> _REQUIRED WORK_:
The entries that follow should be duplicated in full, without a single alteration.

> _DATA SHOWN_:
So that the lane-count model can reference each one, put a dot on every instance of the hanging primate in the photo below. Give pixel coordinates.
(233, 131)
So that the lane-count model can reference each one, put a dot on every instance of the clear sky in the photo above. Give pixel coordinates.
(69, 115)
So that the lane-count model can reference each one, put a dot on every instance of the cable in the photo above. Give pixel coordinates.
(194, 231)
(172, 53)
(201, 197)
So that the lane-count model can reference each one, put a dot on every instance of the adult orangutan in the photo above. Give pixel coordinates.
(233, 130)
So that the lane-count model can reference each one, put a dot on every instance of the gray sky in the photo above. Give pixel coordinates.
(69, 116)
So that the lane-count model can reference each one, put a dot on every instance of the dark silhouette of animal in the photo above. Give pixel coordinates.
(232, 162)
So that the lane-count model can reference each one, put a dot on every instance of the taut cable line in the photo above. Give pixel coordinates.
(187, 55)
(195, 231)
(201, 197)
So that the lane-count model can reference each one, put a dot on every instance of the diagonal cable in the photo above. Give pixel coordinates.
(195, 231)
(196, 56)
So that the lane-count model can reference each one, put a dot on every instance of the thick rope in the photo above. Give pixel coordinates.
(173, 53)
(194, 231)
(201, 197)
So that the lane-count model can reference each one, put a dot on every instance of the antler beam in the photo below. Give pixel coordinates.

> _FINISHED TASK_:
So that the lane-count model can reference each one, put a dot on every instance of the hanging primate in the photo below. Give pixel coordinates.
(233, 131)
So that the lane-count model can reference each one, put a dot on every instance of the clear sky in the photo above. Give pixel coordinates.
(69, 115)
So that the lane-count model can reference each one, put a dot on every instance of the cable in the photo above. Give pixel coordinates.
(194, 231)
(172, 53)
(201, 197)
So that the lane-count model can reference each one, put a dot on every instance of the adult orangutan in the photo above. Give pixel coordinates.
(233, 130)
So that the lane-count model can reference each one, put a dot on every instance of the gray sky in the photo above. Give pixel coordinates.
(69, 116)
So that the lane-count model can reference each one, put a dot on every instance of the dark silhouette of animal in the photo above. Give pixel coordinates.
(232, 162)
So that the lane-count model can reference each one, put a dot on every instance of the taut cable line in the photo above. Give pixel coordinates.
(187, 55)
(195, 231)
(201, 197)
So that the lane-count model can reference each one, put a dot on every instance of the diagonal cable in the photo above. Give pixel coordinates.
(195, 231)
(196, 56)
So that the lane-count model can reference each one, put a dot on every instance of the thick rope in the photo above. Give pixel coordinates.
(173, 53)
(194, 231)
(201, 197)
So that the lane-count model can reference each one, put a dot on every instance of the antler beam in the photo below. Give pixel coordinates.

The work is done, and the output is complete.